Start of PASSAGE PROVIDED

Go back to Debugger tab and resume the script execution. Click on search input field in the showcase and start typing Steam Deck (it will be the only item to find in the list). Select it and save your profile. The result will look like this:

Steam Deck as a favorite game on Steam profile page

Overall

Never have I ever been so happy about getting something. It’s a pure joy every single day.

For the last several years I’ve been playing on my desktop gaming PC about 1.5 hours a day, and it was mostly Dota and only occasionally some other games. Since I got Steam Deck, I haven’t played on my PC at all, my average gaming time per day is now about 3-4 hours (that’s actually not a good thing), and the variety of games I’m playing got much wider (my Steam wishlist got longer too).

All my favorite games launch and run on Steam Deck with no problems, while 95% of them are Windows-only games. What sorcery is this. And modern games that I’ve tried out so far run with better performance than on my desktop PC.

End of PASSAGE PROVIDED
Start of INPUT

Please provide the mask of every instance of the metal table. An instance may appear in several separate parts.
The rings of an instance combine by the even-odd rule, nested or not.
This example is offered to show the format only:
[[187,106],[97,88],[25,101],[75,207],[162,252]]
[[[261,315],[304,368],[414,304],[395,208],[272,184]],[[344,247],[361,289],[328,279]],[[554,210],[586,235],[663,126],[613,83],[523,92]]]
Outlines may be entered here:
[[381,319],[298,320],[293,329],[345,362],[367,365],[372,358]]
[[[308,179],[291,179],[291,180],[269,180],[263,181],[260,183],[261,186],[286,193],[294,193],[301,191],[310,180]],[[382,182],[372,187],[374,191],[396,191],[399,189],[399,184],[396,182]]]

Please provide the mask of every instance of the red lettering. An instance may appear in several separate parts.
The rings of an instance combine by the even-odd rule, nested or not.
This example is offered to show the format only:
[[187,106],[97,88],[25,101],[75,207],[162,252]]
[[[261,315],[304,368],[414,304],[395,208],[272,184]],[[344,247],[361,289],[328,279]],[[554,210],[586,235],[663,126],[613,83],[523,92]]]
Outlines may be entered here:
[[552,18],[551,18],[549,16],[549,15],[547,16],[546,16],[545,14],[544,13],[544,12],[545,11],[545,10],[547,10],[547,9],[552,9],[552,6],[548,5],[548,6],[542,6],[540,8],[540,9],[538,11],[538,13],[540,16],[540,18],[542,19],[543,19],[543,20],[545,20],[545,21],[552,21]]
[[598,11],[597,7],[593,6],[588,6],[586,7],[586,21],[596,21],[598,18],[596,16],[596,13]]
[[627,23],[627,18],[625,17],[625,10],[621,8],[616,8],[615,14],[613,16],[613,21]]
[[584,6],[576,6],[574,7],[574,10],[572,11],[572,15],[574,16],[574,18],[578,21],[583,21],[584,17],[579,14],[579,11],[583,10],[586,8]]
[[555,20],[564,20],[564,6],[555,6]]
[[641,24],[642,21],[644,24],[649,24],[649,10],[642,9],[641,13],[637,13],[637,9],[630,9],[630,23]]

End of INPUT

DIRECTIVES>
**a.** According to the Steam Deck passage, how much time does the writer now spend gaming on an average day?
**b.** Scale the rows from the line containing "Please provide the mask of every instance of the red" through the end of the rows, both ends included, and reproduce only those lines, requests included. Multiply every coordinate in the answers by 1.8 and round to whole numbers, with halves rounded up.

ANSWER SET>
**a.** About 3-4 hours a day.

**b.**
Please provide the mask of every instance of the red lettering. An instance may appear in several separate parts.
The rings of an instance combine by the even-odd rule, nested or not.
This example is offered to show the format only:
[[187,106],[97,88],[25,101],[75,207],[162,252]]
[[[261,315],[304,368],[414,304],[395,208],[272,184]],[[344,247],[361,289],[328,279]],[[554,210],[586,235],[663,126],[613,83],[523,92]]]
Outlines may be entered here:
[[994,32],[992,32],[988,29],[988,27],[985,29],[983,29],[981,25],[979,23],[979,22],[981,20],[981,18],[985,18],[985,16],[994,16],[994,11],[986,9],[986,11],[976,11],[972,14],[972,16],[968,20],[968,23],[972,29],[972,32],[976,34],[977,34],[977,36],[981,36],[981,38],[994,38]]
[[1076,20],[1075,13],[1067,11],[1058,11],[1055,13],[1055,38],[1073,38],[1076,32],[1073,29],[1073,23]]
[[1129,41],[1129,32],[1125,31],[1125,18],[1118,14],[1109,14],[1107,25],[1103,29],[1103,38]]
[[1051,11],[1037,11],[1033,13],[1033,18],[1030,20],[1030,27],[1033,29],[1033,32],[1040,38],[1049,38],[1051,31],[1042,25],[1042,20],[1049,18],[1055,14]]
[[999,36],[1015,36],[1015,11],[999,11]]
[[1154,43],[1156,38],[1159,43],[1168,43],[1168,18],[1156,16],[1154,23],[1147,23],[1147,16],[1134,16],[1134,41]]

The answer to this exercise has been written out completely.